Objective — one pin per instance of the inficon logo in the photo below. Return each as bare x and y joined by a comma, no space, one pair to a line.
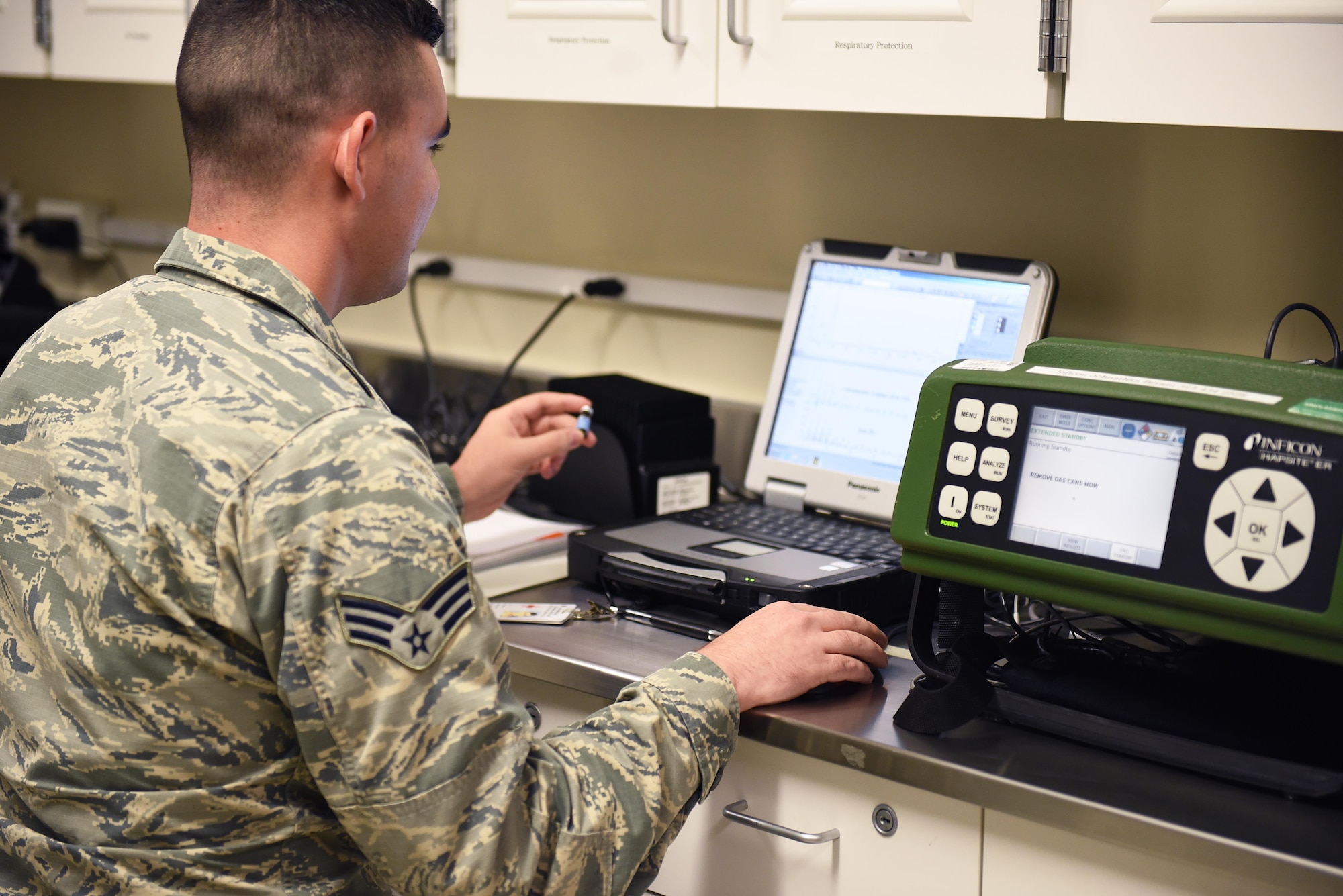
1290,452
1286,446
__________
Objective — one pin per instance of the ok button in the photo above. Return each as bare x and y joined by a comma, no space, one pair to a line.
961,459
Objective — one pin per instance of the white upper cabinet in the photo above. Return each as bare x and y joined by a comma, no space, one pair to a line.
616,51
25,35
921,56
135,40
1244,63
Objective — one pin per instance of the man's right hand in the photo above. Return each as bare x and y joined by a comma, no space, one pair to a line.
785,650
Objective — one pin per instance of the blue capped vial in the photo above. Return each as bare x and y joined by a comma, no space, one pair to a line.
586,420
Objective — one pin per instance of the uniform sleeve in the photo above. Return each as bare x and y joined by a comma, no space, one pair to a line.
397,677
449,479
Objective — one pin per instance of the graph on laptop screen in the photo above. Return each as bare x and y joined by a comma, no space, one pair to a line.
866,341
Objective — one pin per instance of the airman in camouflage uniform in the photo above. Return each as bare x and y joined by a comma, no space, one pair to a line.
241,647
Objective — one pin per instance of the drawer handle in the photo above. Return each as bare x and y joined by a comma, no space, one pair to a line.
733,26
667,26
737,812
__________
Do this –
Copy out each line of the items above that contains the word "uniform".

Output of the task –
Objective — one pin per instance of the uniform sleeve in the photo above. Return each as bare x and y joined by a comma, no space, one pair to a line.
Objective — one pin per instance of the airman in camouflage uniform in the photo above. Return each as bare x and y joined by a comma, no space, one pair to a line.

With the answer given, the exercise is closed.